Images for object localization:
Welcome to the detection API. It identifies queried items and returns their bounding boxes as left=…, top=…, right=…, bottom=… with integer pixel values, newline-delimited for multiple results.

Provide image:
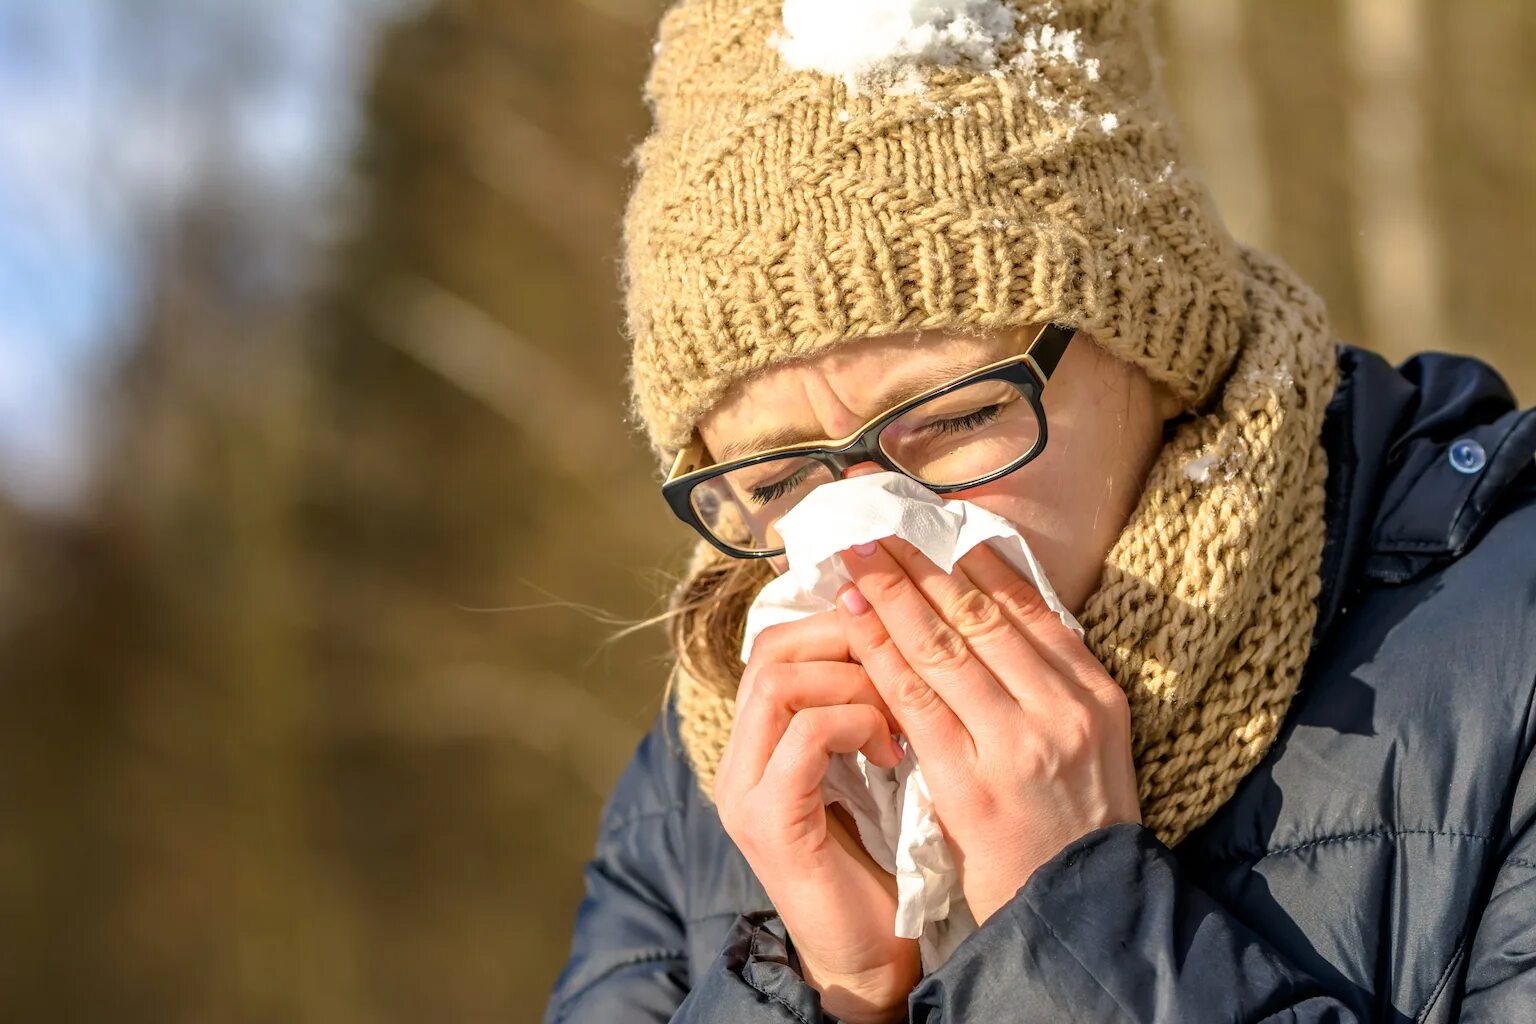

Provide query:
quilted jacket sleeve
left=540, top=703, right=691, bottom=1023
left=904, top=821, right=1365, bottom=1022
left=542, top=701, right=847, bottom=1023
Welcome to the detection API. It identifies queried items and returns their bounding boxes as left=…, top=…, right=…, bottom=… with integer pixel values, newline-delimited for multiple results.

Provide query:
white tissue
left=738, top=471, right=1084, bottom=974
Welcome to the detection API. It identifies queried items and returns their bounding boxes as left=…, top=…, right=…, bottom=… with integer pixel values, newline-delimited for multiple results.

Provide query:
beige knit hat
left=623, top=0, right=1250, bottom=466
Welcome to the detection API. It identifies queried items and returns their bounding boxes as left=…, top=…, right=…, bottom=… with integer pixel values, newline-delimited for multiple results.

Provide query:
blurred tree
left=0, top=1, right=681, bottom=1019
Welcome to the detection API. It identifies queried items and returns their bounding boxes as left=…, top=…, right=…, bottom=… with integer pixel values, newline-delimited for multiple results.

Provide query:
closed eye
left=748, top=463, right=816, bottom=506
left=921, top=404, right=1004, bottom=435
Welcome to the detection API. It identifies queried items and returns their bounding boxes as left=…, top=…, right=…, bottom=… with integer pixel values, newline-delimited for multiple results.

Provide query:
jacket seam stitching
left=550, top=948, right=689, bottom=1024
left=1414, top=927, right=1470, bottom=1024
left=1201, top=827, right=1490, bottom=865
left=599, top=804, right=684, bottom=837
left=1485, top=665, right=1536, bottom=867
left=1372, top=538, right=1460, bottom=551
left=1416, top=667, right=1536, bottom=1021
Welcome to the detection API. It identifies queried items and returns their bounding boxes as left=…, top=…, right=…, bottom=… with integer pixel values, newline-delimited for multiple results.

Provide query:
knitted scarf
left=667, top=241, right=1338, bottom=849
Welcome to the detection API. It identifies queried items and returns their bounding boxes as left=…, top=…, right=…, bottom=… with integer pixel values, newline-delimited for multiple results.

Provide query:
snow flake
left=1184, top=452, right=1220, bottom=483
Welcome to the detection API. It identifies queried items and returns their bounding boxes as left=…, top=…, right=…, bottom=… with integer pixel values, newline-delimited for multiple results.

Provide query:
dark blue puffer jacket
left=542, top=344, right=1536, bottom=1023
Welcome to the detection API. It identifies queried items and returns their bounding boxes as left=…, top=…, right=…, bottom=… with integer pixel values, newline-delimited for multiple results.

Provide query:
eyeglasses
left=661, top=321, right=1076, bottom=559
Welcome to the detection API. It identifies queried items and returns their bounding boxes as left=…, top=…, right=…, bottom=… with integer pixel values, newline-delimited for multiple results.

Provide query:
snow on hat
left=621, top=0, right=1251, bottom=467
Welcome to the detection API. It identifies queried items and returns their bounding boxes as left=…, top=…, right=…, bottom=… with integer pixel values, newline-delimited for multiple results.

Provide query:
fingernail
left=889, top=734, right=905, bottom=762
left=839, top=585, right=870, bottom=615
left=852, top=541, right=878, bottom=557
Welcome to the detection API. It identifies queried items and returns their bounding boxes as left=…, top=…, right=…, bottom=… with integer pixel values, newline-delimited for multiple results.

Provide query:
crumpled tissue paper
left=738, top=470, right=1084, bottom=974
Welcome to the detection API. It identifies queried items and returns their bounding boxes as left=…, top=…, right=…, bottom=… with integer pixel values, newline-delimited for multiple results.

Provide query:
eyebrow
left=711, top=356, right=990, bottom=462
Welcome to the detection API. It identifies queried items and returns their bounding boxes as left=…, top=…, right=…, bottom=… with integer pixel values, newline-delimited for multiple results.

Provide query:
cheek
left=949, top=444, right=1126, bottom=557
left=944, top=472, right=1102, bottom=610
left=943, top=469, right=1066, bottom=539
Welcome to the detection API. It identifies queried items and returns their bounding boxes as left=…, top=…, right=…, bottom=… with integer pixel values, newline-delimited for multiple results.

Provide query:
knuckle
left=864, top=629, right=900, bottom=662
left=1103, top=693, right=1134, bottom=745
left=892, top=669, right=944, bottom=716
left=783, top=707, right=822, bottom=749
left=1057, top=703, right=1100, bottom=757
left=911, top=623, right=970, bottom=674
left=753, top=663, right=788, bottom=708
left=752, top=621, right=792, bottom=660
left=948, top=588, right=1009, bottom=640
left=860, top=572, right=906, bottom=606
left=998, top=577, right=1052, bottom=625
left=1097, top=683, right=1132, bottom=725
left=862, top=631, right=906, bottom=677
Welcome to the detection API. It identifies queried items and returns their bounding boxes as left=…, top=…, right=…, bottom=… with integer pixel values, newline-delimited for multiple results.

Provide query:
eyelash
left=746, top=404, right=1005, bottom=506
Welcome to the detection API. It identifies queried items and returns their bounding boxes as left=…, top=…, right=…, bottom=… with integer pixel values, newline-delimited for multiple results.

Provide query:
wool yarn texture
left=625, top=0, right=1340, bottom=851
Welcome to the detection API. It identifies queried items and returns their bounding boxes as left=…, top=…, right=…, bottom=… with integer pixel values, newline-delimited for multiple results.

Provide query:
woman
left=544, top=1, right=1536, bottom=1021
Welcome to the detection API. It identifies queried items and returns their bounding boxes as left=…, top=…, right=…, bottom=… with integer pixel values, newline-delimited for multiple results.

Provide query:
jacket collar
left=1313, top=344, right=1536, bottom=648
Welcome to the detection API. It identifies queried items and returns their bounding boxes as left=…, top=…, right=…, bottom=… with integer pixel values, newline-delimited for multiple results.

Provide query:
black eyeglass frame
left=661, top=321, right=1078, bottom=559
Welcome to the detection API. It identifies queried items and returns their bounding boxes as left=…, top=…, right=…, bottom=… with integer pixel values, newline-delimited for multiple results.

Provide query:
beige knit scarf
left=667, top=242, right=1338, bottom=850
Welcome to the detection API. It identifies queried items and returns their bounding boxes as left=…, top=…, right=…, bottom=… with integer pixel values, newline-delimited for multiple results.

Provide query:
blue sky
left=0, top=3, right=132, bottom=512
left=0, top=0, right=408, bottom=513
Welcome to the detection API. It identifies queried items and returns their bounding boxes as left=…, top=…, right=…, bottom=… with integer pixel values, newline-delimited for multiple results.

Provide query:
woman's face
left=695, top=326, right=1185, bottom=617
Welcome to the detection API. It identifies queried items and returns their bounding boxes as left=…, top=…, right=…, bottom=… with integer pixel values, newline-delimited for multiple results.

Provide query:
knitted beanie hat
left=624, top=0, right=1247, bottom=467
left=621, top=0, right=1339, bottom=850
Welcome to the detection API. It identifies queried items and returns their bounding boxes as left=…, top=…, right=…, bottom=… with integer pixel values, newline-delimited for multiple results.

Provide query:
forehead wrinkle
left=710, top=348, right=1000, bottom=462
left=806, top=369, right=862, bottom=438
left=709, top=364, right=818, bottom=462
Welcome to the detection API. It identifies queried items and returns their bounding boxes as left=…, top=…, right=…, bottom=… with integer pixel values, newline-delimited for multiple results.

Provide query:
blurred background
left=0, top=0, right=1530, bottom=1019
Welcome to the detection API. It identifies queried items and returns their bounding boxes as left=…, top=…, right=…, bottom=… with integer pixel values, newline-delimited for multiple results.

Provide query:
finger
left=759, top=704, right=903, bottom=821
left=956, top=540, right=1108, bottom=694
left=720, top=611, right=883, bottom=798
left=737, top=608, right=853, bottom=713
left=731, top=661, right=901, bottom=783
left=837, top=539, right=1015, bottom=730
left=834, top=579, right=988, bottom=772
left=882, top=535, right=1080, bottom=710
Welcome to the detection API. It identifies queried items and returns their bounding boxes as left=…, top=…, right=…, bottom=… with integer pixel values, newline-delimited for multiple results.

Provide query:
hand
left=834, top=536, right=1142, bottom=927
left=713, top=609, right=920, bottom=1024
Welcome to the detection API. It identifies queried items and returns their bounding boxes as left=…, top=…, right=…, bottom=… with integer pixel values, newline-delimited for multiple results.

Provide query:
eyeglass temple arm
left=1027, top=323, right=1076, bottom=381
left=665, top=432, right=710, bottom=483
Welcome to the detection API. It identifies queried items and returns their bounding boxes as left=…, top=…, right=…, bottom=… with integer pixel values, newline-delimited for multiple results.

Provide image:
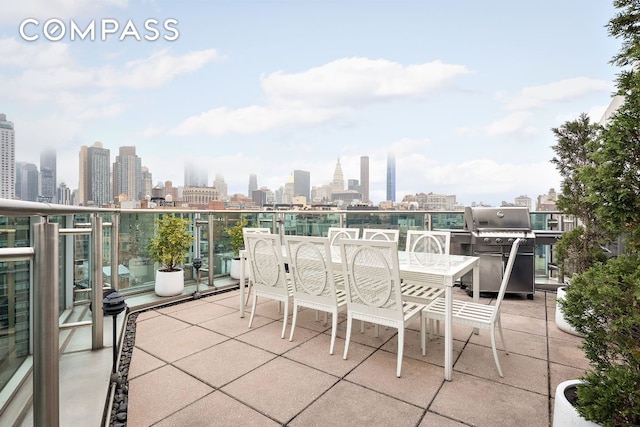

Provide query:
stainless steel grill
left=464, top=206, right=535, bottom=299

Work order:
Beginning at the line that contains "eyeglass temple arm" and ending at the last line of the data, return each line exactly; no picture belongs in the copy.

Your response:
eyeglass temple arm
left=1027, top=323, right=1076, bottom=381
left=665, top=432, right=710, bottom=483
Welcome to the detection API. It identifies queried items and returns their bounding boxes as left=…, top=…, right=…, bottom=… with integer pixel values, newline-delimited for multiple results.

Provide image:

Provide query:
stainless steel grill
left=464, top=206, right=535, bottom=299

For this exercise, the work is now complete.